## TEXT SHOWN:
People might think that love solves everything, but it’s better to be on the same page and realistic about the situation. If you are mature enough to get married and really want to work together to succeed, you need to face your finances.  As a couple, you need to get over any fears about assessing the financial situation and air everything out. It doesn’t have to be painful but it needs to be an honest outlook. For some couples, this can seem really overwhelming but it doesn’t have to be.

 

Get Tips on How to Talk Finances With Your Partner

 

Get a Plan

Have a conversation about how to best review everything. Discuss each of your finances and then surmise a plan to tackle them. Now in some cases, it may not be this simple depending on your income level, occupation, and level of debt. You may want to meet with a financial counselor first and go over everything together, or sit down as a couple at home and discuss the basics before moving any further. It’s totally up to you both, as a team.

 

Don’t be shy or embarrassed by your financial situation as a couple. There are people who make a living on making sure couples are financially confident and ready to tackle financial goals together. Don’t overlook this benefit of consulting with an outside source about finances—especially if you feel like you don’t know what you’re doing. If you can’t afford an outside counselor check online, you may be surprised at the educational resources available for free. When it comes to self-learning about finances just be careful how you select your resources. As the old saying goes not everything you see online is true!

## PARTS OF THE EXERCISE:
(a) In the rows, copy exactly the lines from the one containing "the white bar" up to and including the one containing "[[126, 270], [215, 256], [173, 261], [245, 252]]".
(b) Continue the text about couples facing their finances, picking up after its final sentence.

## SUPPLIED ENTRIES:
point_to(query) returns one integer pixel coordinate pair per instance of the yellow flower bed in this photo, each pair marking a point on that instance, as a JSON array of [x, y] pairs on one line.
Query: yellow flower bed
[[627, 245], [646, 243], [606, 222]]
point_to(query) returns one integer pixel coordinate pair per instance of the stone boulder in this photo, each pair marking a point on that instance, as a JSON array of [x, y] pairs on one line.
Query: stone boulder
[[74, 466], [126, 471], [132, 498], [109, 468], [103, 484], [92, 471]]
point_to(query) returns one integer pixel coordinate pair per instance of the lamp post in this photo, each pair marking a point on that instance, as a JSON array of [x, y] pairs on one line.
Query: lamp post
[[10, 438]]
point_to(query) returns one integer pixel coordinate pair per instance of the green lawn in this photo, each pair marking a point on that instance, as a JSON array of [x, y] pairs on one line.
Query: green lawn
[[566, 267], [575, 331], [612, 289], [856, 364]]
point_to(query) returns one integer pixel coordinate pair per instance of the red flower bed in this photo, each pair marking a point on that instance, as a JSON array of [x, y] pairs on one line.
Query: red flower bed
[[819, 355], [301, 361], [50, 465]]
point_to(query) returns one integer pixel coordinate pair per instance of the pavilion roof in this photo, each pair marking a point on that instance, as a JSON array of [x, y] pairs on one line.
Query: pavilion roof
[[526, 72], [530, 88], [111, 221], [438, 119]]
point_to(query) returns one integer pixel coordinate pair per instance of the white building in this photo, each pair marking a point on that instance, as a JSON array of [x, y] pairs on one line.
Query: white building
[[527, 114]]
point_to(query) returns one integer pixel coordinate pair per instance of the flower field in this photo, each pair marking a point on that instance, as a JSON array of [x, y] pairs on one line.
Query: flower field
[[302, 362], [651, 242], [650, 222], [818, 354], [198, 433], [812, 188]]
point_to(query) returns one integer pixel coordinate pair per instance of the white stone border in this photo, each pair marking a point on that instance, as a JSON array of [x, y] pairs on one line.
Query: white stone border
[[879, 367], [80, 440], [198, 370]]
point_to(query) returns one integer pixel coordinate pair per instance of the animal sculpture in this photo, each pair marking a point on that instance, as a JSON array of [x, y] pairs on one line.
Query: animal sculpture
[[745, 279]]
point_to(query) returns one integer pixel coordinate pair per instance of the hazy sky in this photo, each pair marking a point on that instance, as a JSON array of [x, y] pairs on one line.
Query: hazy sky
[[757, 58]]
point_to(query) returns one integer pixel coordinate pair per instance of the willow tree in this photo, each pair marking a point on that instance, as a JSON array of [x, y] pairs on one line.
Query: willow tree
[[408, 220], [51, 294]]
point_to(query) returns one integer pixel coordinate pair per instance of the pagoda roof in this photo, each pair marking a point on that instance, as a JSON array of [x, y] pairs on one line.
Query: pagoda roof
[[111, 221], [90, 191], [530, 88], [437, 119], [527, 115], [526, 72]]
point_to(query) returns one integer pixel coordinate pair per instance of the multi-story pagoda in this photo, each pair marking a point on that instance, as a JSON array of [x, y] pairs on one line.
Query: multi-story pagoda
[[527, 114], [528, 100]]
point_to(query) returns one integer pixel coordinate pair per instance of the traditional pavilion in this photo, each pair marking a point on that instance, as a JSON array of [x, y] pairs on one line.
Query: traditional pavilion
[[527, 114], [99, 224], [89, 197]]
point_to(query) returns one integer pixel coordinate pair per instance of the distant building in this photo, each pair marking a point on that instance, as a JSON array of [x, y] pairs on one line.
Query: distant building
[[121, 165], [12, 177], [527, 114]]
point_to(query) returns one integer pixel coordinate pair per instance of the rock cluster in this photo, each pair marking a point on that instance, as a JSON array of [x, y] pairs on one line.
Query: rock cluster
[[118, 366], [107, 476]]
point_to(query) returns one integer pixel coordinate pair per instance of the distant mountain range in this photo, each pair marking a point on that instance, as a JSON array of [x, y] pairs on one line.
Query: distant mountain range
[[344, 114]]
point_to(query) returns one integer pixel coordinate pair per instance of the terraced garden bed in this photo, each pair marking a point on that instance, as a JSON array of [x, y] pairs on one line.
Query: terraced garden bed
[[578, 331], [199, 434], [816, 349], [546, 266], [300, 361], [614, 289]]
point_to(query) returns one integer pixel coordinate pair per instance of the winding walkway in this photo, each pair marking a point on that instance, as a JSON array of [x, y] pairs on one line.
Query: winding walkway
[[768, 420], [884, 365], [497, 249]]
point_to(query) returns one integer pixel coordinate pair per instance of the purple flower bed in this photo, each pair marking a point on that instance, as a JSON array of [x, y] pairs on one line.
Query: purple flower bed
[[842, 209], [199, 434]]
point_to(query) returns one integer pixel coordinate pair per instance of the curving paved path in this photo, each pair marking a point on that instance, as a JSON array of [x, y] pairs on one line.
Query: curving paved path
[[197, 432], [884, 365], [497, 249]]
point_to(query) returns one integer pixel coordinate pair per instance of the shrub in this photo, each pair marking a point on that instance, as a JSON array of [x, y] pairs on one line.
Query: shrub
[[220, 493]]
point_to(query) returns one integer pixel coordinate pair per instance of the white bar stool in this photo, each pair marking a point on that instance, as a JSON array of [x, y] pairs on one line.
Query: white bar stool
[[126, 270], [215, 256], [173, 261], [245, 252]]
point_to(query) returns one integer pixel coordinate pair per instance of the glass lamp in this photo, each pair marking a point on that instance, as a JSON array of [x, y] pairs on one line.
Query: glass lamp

## RESPONSES PER TASK:
(a)
point_to(query) returns one integer pixel coordinate pair per instance of the white bar stool in this photo, each pair marking a point on that instance, as a JSON array of [x, y] pairs on one line.
Query: white bar stool
[[126, 270], [215, 256], [173, 261], [245, 252]]

(b)
Loan Responsibility

When the person you’ve chosen to marry has student loan debt you can face some challenges. If you haven’t co-signed for a spouse and it’s just their name on the loan, this won’t be something that shows up on your credit report. Beware that even if you did not co-sign your partner’s loan there are instances when you might be responsible for paying the loan. Student loans aren’t that different from other types of loans.

 

For example, if someone passes away, the rest of their loan will likely be forgiven and the spouse would not have to continue making those payments. There are some cases where death will not discharge the remaining debt and the loan company may contact the estate for payment. If your spouse ever lost their income and went into default, the loan companies will look for someone to pay. If your spouse doesn’t have an income, your wages could be garnished. It’s a pretty extreme scenario, but it also happens and is something you should be aware of.

 

If you are choosing to marry someone with student loan debt, it’s important to talk about this. You’ll want to have a plan set up for each of these scenarios. Though they are extreme if you have savings and you pay down your debt responsibly you shouldn’t have any problems.

 

Repayment Plan Adjustments

IBR and other types of repayment plans are often used when paying back student loans. We would caution against using these programs. In some cases, your monthly student loan payment may not be covering the interest accrued that month and therefore your balance will continue to increase.

 

Repayment plans can be based on your household income and family size. When you get married your income and family size may change. If your spouse makes a considerable amount of money, your minimum payments could go up even with your family size going up. If your spouse makes less than you or is not working, your loan payment could go down. It all depends on the details of your financial situation and your loan servicer, but it’s worth noting that this is a possibility.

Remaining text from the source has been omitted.